- [What is expected]
Every record that appears below should be transcribed exactly.

****************

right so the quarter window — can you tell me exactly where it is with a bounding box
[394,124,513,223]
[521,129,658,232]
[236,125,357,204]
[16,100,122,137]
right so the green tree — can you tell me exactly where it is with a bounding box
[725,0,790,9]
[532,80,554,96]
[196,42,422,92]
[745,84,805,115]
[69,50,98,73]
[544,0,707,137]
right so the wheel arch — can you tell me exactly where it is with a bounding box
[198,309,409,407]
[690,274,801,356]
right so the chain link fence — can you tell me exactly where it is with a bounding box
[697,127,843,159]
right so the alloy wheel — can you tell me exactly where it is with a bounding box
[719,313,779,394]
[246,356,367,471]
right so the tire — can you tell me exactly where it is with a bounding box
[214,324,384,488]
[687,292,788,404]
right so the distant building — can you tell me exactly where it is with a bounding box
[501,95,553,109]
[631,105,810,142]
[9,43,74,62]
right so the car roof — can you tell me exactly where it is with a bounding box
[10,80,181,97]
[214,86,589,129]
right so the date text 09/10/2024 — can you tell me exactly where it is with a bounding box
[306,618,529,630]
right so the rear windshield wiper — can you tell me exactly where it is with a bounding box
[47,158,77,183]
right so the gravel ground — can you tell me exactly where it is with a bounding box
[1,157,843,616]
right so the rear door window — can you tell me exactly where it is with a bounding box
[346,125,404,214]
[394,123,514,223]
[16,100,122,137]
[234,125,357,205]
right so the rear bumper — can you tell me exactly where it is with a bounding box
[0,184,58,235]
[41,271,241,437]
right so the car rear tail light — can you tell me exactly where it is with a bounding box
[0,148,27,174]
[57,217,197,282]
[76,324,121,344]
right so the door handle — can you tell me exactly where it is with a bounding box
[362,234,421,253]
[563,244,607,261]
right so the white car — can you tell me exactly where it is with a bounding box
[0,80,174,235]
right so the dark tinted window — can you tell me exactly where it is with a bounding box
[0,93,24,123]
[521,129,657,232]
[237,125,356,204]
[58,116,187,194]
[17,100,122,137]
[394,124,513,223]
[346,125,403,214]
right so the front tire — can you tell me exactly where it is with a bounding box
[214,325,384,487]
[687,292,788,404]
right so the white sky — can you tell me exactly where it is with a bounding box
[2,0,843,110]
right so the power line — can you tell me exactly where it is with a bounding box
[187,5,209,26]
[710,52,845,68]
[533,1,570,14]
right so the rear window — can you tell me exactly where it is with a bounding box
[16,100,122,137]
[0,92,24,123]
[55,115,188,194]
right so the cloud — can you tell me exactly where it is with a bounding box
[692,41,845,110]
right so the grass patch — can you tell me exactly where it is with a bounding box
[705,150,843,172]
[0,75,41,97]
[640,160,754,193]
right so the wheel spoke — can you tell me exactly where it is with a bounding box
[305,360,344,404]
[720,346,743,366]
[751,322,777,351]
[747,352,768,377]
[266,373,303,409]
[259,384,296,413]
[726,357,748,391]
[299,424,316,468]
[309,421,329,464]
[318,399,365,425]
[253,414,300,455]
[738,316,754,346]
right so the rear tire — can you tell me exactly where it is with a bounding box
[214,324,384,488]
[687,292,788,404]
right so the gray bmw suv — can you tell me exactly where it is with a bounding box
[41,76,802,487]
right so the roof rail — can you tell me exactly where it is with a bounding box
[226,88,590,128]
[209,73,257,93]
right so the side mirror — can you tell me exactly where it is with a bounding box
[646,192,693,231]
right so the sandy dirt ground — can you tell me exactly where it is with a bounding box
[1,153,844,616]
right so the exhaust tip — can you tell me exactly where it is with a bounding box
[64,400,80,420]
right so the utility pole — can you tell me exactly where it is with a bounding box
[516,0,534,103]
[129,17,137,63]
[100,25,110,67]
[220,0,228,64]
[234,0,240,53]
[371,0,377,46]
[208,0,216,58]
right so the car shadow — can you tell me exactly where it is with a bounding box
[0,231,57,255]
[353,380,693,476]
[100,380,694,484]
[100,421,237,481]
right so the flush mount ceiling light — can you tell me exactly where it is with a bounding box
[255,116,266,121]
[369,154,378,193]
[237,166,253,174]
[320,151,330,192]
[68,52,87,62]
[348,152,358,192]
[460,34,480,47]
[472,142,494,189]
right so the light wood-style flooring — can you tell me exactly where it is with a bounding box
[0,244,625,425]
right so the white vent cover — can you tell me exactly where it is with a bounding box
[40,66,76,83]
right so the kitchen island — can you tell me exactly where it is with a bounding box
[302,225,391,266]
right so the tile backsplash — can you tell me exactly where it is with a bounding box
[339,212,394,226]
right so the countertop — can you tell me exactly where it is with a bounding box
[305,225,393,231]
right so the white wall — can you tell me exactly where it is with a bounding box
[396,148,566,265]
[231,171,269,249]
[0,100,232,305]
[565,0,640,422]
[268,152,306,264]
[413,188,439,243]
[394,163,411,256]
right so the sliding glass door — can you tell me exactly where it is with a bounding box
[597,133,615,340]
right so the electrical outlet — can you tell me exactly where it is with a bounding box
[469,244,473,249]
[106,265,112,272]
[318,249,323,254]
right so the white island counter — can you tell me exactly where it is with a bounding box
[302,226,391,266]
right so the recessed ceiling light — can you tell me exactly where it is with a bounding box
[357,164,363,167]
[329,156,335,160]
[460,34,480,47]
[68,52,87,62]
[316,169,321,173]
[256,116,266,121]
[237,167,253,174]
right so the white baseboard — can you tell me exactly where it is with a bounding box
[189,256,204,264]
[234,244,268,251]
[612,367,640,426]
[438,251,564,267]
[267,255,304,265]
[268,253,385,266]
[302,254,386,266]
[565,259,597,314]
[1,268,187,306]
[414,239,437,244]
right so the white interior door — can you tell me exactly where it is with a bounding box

****************

- [Exercise solution]
right so the quarter window — can you tell me exactly where it is with a bounding box
[394,124,513,223]
[521,129,658,232]
[236,125,357,204]
[16,100,122,137]
right so the green tree — can you tell me exactly where it is with a bounding box
[725,0,790,9]
[532,80,554,96]
[196,42,422,92]
[745,84,805,115]
[69,50,98,73]
[544,0,707,137]
right so the wheel arch — can you tell me exactly where it is with a bounding box
[198,309,409,407]
[690,274,801,356]
right so the chain link fence — can you tell me exactly where it is with a bounding box
[697,127,843,159]
right so the alloy wheel — can you tell me exactly where it is with a bounding box
[719,313,779,394]
[246,356,367,471]
right so the tire — can you tell me exactly where it is with a bounding box
[214,324,384,488]
[687,292,788,404]
right so the distant building — can you tell me exactly where it is with a bounding box
[501,95,553,109]
[631,105,810,142]
[9,43,74,62]
right so the car roof — can you tell me exactly where it is with a bounding box
[10,80,181,97]
[214,86,589,129]
right so the date text 09/10/2024 — can you tell me exactly where it is with a bounding box
[306,618,529,630]
right so the rear windshield wiper — can you tell me exactly where it is with a bounding box
[47,158,77,183]
right so the gravel ground — can you tell me exactly where it is with a bounding box
[1,157,843,616]
right so the rear door window — can you tell me exactly where it is with a bounding box
[346,125,404,214]
[394,123,514,223]
[16,100,122,137]
[234,125,357,205]
right so the rear bumper — can you tell me exactly where it is with a bounding box
[0,184,58,235]
[41,271,241,437]
right so the car rear tail light — can you tell me exactly where it is with a bounding box
[0,148,27,174]
[57,217,197,282]
[76,324,121,344]
right so the door handle — can you tell me exactly where it is with a bounding box
[362,234,421,253]
[563,244,607,261]
right so the white car — can you tell me exactly where it is with a bounding box
[0,80,174,235]
right so the dark tinted window — can you tell me exactly where it is with a bounding box
[0,93,24,123]
[521,129,657,232]
[237,125,356,204]
[58,116,187,194]
[17,100,122,137]
[394,124,513,223]
[346,125,403,214]
right so the front tire — can you tell me exactly where it is with a bounding box
[214,325,384,487]
[687,292,788,404]
right so the white sky — can you tell me exactly where it is with a bounding box
[2,0,843,110]
right so the power line — can you tell me exactly where it is with a bounding box
[187,5,209,26]
[710,52,845,68]
[533,1,570,14]
right so the rear window — can you tell me exactly where it is with a bounding box
[16,100,122,137]
[0,92,24,123]
[55,115,188,194]
right so the cloud — can you tell me exactly where it is with a bounding box
[692,41,845,110]
right so the grass patch — can you tell me exactly where it is with a bounding box
[705,150,843,172]
[0,75,41,97]
[640,160,754,193]
right so the wheel spoke — can you tell me exactly where it is with a bounding box
[305,360,344,404]
[720,346,743,366]
[751,322,777,351]
[747,352,768,377]
[266,373,303,409]
[259,384,296,413]
[726,357,748,391]
[299,424,316,468]
[309,421,329,464]
[318,399,365,425]
[253,414,300,455]
[738,316,754,346]
right so the rear tire — can you tell me exactly where it is with a bounding box
[214,324,384,488]
[687,292,788,404]
right so the gray bmw suv — can you tell me exactly where it is with a bounding box
[41,76,802,487]
right so the roof rail — can you tell me exactly where it is with a bounding box
[226,88,590,128]
[209,73,257,93]
right so the side mirror — can you tell me exactly where it is with a bounding box
[646,192,693,231]
right so the sandy dirt ground — can you tell me exactly where it is with a bounding box
[1,153,844,616]
right so the exhaust tip — can you tell me exactly where it is with a bounding box
[64,400,80,420]
right so the utility pole — can you tell me exactly where it is with a bounding box
[516,0,534,103]
[129,17,137,63]
[100,25,110,67]
[220,0,228,64]
[234,0,240,53]
[371,0,377,46]
[208,0,216,58]
right so the car shadow — can you tell me exactly where it is with a bounding box
[0,231,57,255]
[353,380,693,476]
[100,380,694,484]
[100,421,237,481]
right so the flush mount ceiling light — can you tell me exactly where it is with a bounding box
[255,116,266,121]
[369,154,378,193]
[237,166,253,174]
[320,151,330,192]
[68,52,87,62]
[348,152,358,192]
[460,34,480,47]
[472,142,494,189]
right so the light wood-style flooring — can you tell me exactly where it is with a bounding box
[0,244,625,425]
right so the white vent cover — can you tell me exactly where it is with a bounding box
[40,66,76,83]
right so the kitchen island — can you tell me exactly where it is with a bounding box
[302,225,391,266]
right so the tile backsplash — can you tell me exactly where it is with a bounding box
[339,212,394,226]
right so the countertop — can you tell me exactly where it is with a bounding box
[305,225,393,231]
right so the white wall — can you tell me exactly where it is with a bounding box
[396,148,566,265]
[231,171,269,249]
[0,100,232,305]
[565,0,640,422]
[268,152,306,264]
[413,188,439,243]
[394,163,411,256]
right so the sliding glass door — can you tell me exactly where it is with a bounding box
[597,133,615,340]
right so the electrical outlet — can you tell me exactly where it is with a bounding box
[469,244,473,249]
[106,265,112,272]
[318,249,323,254]
right so the white island counter — can you tell me exactly where it is with a bounding box
[302,226,391,266]
right so the recessed ceiling light — can you tell me exactly where it is with a bounding box
[357,164,363,167]
[329,156,335,160]
[460,34,480,47]
[68,52,87,62]
[316,169,321,173]
[256,116,266,121]
[237,167,253,174]
right so the white baseboard — can you tell me exactly where it is with a bounding box
[189,256,204,264]
[234,244,268,251]
[612,367,640,426]
[438,251,564,267]
[267,255,304,265]
[268,253,385,266]
[302,254,386,266]
[565,259,597,314]
[1,268,187,306]
[414,239,437,244]
right so the white interior door — can you tell me exactly where it is with a bounding box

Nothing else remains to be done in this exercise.